■ Directives
1. Using the forum thread on utility deposits below, explain in one to three sentences why, according to Veronica, renters have to pay a deposit.
2. From the forum thread on utility deposits below, copy word for word the part from "Do you know" to "be me moving.".
3. Extend the forum thread on utility deposits below, continuing on from its last post.

Given passage start

# Advice needed urgently!!



## Leanne2600 (Feb 29, 2012)

Hello!

I am looking to move at the end of April, but have just had a shock from the letting agency.

They have told me that the day i move in i must pay 100 euro to the electricity board and 300 euro to the water board....is this right?

Any advice would be greatly appreciated.

thank you


----------



## Veronica (Apr 5, 2008)

Leanne2600 said:


> Hello!
> 
> I am looking to move at the end of April, but have just had a shock from the letting agency.
> 
> ...


This is normal

It is a deposit which renters have to pay in case they do a runner leaving unpaid bills which unfortunatelyy is all too common.


----------



## Leanne2600 (Feb 29, 2012)

is this the case with all rented apartments? I have spoken to so many letting agencies and only one has mentioned it! 

thanks for the reply


----------



## Veronica (Apr 5, 2008)

Veronica said:


> This is normal
> 
> It is a deposit which renters have to pay in case they do a runner leaving unpaid bills which unfortunatelyy is all too common.


Actually looking at your post again the 300 to the water board looks excessive to me.
The electricity board do require a deposit but I would recommend that you go to the water board yourself to make sure that is correct.


----------



## Leanne2600 (Feb 29, 2012)

I thought that seemed a lot! I can understand a small deposit but 300 euros extra means staying in england for an extra month


----------



## Veronica (Apr 5, 2008)

Leanne2600 said:


> I thought that seemed a lot! I can understand a small deposit but 300 euros extra means staying in england for an extra month


Where is the property?
As I said the 300 euros for water dosnt seem right to me at all. It might depend on who the supplier but when I think about it I can't remember anyone having to pay a deposit for water, only electricity.


----------



## Leanne2600 (Feb 29, 2012)

In universal area, through a website - simplycyprus

Do you know of any letting agencies that you would recommend? I will be moving on 30th April and keen to secure an apartment before I arrive. Only looking for a one bedroom as it will just be me moving.

Given passage end
Information provided start

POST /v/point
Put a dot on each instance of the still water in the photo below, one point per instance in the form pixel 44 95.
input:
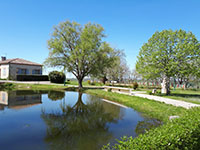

Information provided end

■ Answers for this exercise
1. According to Veronica, renters pay the deposit in case they do a runner and leave unpaid bills, which she says is all too common.

2.
Do you know of any letting agencies that you would recommend? I will be moving on 30th April and keen to secure an apartment before I arrive. Only looking for a one bedroom as it will just be me moving.

3.
----------



## Veronica (Apr 5, 2008)

Leanne2600 said:


> In universal area, through a website - simplycyprus
> 
> Do you know of any letting agencies that you would recommend? I will be moving on 30th April and keen to secure an apartment before I arrive. Only looking for a one bedroom as it will just be me moving.


Hmmm, I am saying nothing
Let me talk to a few people I know to see if this sounds right.
You have plenty of time to secure something so don't rush into anything.


----------



## Leanne2600 (Feb 29, 2012)

thank you so much, I really appreciate your help


----------



## Veronica (Apr 5, 2008)

Leanne2600 said:


> thank you so much, I really appreciate your help


No problem.


----------



## Pam n Dave (Jun 11, 2007)

Do you need to be in Paphos or are you just coming to live in the island.


----------



## terry&jane (Jan 14, 2009)

Regarding the deposits, we moved over in January'12 and only had to pay 100 euros to the electric company but nothing to the water company. Have not heard of anyone having to pay a deposit for the water.


----------



## Leanne2600 (Feb 29, 2012)

Thanks for the help, I didnt think that was quite right. Maybe I found a dodgy agent!

Will be working in the harbour in Paphos so looking for somewhere within walking distance.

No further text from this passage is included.